GIVEN INFORMATION:
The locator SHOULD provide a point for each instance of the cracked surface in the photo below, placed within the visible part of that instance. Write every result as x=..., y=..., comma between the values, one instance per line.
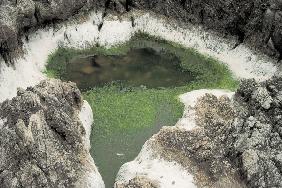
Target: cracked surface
x=42, y=138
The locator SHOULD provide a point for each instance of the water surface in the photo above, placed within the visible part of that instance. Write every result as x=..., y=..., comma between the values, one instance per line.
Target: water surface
x=141, y=66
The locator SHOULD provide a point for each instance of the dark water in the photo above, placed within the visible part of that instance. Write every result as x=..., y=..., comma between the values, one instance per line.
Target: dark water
x=144, y=66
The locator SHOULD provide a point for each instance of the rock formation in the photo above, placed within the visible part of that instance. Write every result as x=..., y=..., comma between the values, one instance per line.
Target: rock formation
x=255, y=22
x=236, y=143
x=19, y=17
x=43, y=140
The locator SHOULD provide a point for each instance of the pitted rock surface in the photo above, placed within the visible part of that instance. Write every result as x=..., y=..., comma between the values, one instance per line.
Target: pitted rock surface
x=42, y=138
x=239, y=138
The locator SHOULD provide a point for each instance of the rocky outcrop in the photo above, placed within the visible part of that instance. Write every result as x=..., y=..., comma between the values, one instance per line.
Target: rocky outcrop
x=258, y=133
x=19, y=17
x=257, y=22
x=232, y=143
x=44, y=142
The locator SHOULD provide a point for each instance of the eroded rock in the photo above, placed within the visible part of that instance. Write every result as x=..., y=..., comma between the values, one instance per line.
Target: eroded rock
x=43, y=141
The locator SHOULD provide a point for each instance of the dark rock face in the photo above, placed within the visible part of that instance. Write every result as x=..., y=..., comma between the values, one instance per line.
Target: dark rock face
x=42, y=139
x=240, y=138
x=257, y=22
x=259, y=131
x=20, y=16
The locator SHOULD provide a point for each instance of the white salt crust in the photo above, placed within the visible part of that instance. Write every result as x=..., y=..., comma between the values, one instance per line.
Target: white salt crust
x=149, y=163
x=28, y=70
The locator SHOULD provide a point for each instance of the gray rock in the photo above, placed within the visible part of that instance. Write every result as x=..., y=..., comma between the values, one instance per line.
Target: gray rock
x=42, y=139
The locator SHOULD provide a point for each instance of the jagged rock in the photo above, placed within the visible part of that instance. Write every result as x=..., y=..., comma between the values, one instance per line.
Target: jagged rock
x=18, y=17
x=252, y=21
x=43, y=141
x=237, y=143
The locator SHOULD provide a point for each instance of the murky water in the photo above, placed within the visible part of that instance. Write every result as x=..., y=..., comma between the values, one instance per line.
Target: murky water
x=144, y=66
x=123, y=118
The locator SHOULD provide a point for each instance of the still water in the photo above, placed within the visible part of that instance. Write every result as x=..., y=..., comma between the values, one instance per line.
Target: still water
x=144, y=66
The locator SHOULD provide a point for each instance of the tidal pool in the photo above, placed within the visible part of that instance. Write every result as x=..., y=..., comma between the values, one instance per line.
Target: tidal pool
x=141, y=66
x=133, y=91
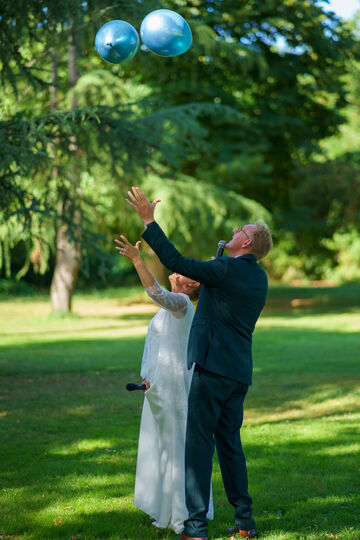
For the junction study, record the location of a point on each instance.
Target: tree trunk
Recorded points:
(68, 246)
(68, 259)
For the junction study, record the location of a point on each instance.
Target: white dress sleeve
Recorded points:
(176, 303)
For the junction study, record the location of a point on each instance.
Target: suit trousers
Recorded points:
(215, 416)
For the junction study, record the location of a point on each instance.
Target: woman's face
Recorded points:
(182, 284)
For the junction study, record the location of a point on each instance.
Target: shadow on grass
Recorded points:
(300, 488)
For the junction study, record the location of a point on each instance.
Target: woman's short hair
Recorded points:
(261, 241)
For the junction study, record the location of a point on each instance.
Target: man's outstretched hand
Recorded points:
(141, 205)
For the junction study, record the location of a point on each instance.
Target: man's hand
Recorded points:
(147, 384)
(127, 249)
(141, 205)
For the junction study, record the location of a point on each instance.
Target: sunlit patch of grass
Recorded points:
(69, 429)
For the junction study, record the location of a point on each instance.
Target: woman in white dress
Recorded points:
(160, 470)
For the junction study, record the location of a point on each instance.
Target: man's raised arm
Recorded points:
(209, 273)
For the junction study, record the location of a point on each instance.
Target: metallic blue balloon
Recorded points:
(117, 41)
(166, 33)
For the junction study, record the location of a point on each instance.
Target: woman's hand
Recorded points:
(143, 207)
(127, 249)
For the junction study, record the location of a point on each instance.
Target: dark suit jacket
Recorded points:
(231, 299)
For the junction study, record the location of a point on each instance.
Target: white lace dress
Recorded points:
(160, 470)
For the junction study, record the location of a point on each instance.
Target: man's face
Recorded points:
(179, 283)
(241, 237)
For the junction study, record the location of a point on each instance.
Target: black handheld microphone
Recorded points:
(221, 247)
(135, 386)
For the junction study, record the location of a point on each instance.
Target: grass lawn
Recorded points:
(69, 429)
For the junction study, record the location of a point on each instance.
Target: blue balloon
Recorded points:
(117, 41)
(166, 33)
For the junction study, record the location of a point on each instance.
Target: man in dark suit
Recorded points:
(231, 299)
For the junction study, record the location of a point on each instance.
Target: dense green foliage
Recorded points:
(240, 116)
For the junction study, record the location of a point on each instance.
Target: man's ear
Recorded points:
(247, 243)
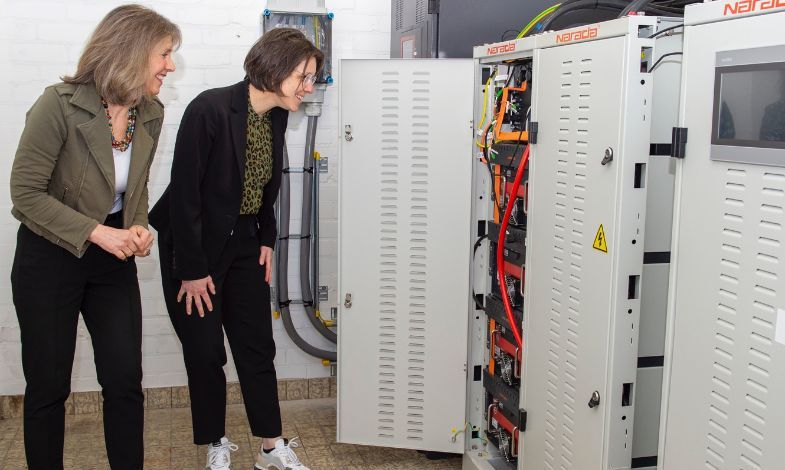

WHAT THE TASK REQUIRES:
Print the whole listing exactly. No pictures belong in the copy.

REPLY TO THE TASK:
The locator SHOULD provide a point for each instance of the cracked surface in the photo below, placed within the visible part of that instance. Write every result as x=..., y=..., comma between the values, one instance per line.
Target: cracked surface
x=42, y=138
The locator SHOULD provide a point for each instance of the water surface in the photo above, placed within the visible part of that instance. Write every result as x=..., y=..., comma between the values, one instance per line.
Target: water surface
x=141, y=66
The locator SHOULD provide a point for each instance of the dark water in the photo above, placed within the visible part of that instance. Write every result as x=..., y=..., comma between the values, one instance per line.
Target: dark water
x=144, y=66
The locator SHOULD provide a point for each instance of the rock formation in the photo above, placed within the visible part of that instance. Write every result as x=..., y=..., comma between the values, one instance per line.
Target: rock formation
x=255, y=22
x=236, y=143
x=19, y=17
x=43, y=140
The locator SHOULD provide a point for each instance of the pitted rock surface in the photo above, placed within the visible part of that instance. Write every result as x=..., y=..., comma between the values, one instance per line.
Target: pitted rock surface
x=42, y=138
x=239, y=138
The locator SHOULD provide a point for each instance of the rocky outcrop in the photo above, placed within the visible part of that instance. Write every result as x=..., y=..., comma between the values, one instance per line.
Target: rocky outcrop
x=258, y=133
x=19, y=17
x=257, y=22
x=232, y=143
x=44, y=142
The locator SHOULD provide a point for each instance of the eroded rock in the photo above, placed within the visible part of that instance. Write every result as x=..., y=..., comma between the values, one instance per line.
Target: eroded rock
x=43, y=141
The locator SHOULD provide a point for each instance of the dark rock face in the photo above, placed within the visible part of that instance. Write every result as x=..., y=..., comma between the values, one instance per line.
Target: dark rock face
x=42, y=139
x=240, y=138
x=257, y=22
x=259, y=131
x=20, y=16
The locator SHOULD provide a point for each instance of the white salt crust in the photo above, placed within the visible part of that instance. Write every result as x=..., y=..., comma between the values, one instance per line.
Target: white salt crust
x=149, y=163
x=28, y=70
The locator SHOULD provide a point for each instance of the gray rock in the photo above, placed within the visible part of that instance. Write every result as x=..., y=..., comma between the values, one instance per line.
Target: gray rock
x=42, y=139
The locator SHOULD provide a point for each instance of the jagged rock in the photo above, placed within the visible part of that instance. Write every result as x=..., y=..., comma between the values, one instance per line.
Target: jagged rock
x=18, y=17
x=252, y=21
x=43, y=141
x=237, y=143
The locator SHOULD provide a point for each instance of the murky water in the photo above, placed within the visible part of that instance. Write every result as x=..., y=..., comma between the values, one instance per line.
Target: murky water
x=144, y=66
x=123, y=118
The locator SHOULD provide a point for each instance of the still water in the photo above, placed within the visible part of that instance. Write every result as x=..., y=..., comma between the values, one instance per line.
Target: still water
x=144, y=66
The locator SHOULD provide a point for each instance of the tidal pool in the photo above, placed within the visible part of that instance. Write every result as x=..., y=..., comma between the values, one instance per line.
Target: tidal pool
x=141, y=66
x=133, y=91
For the junction study, record the location of a point on each instance.
Target: tree trunk
Recorded points:
(68, 246)
(68, 259)
For the junction study, record the location of a point on each instance.
Target: white dress sleeve
Recorded points:
(176, 303)
For the junction study, record the location of a point on each instance.
Target: suit trousers
Recorded points:
(215, 416)
For the junction study, record the location of a point on each instance.
Target: woman's face
Recorded points:
(182, 284)
For the junction study, record the location of a point on each instance.
Target: shadow on grass
Recorded points:
(300, 488)
For the junction study, record the location of a point on each instance.
Target: woman's short hair
Recorded points:
(261, 241)
For the junction study, record the location of a point on each instance.
Target: man's outstretched hand
Recorded points:
(141, 205)
For the junction study, record the location of a point on each instance.
Target: man's hand
Recorded points:
(147, 384)
(127, 249)
(141, 205)
For the junction study, record the location of a point on each instance.
Target: sunlit patch of grass
Recorded points:
(69, 429)
For the junction study, record the location of a point on each instance.
Target: woman in white dress
Recorded points:
(160, 470)
For the junction study, record the location of a point on each instance.
Target: man's raised arm
Recorded points:
(209, 273)
For the junction study, record the location of a point on each instance.
Target: metallic blue balloon
Recorded points:
(117, 41)
(166, 33)
For the junction study, record the location of a point on each instance.
Target: woman's hand
Recorded points:
(143, 207)
(127, 249)
For the junction study, record the location of a point on each instance.
Target: dark suit jacket
Recorded points:
(231, 299)
For the junction study, record the location of a point on each instance.
Target: white lace dress
Recorded points:
(160, 470)
For the junction study, record the location of a point on each instance.
Target: man's face
Recorded points:
(179, 283)
(241, 237)
For the junction study, record the location of a point on each instance.
Target: black handheld microphone
Recorded points:
(221, 247)
(135, 386)
For the junction study, record the location of a point on each instance.
Target: grass lawn
Recorded points:
(69, 429)
For the junction study, record the location of a point on each instance.
Target: blue balloon
Recorded points:
(117, 41)
(166, 33)
For the junction study, record the location of a point on each instance.
Target: man in dark suit
Recorded points:
(231, 299)
For the junction study, record the location of a point on each instance.
Target: dense green foliage
Recorded points:
(240, 116)
For the junction study, record the location of a point on each instance.
Target: man's ear
Recorded points:
(247, 243)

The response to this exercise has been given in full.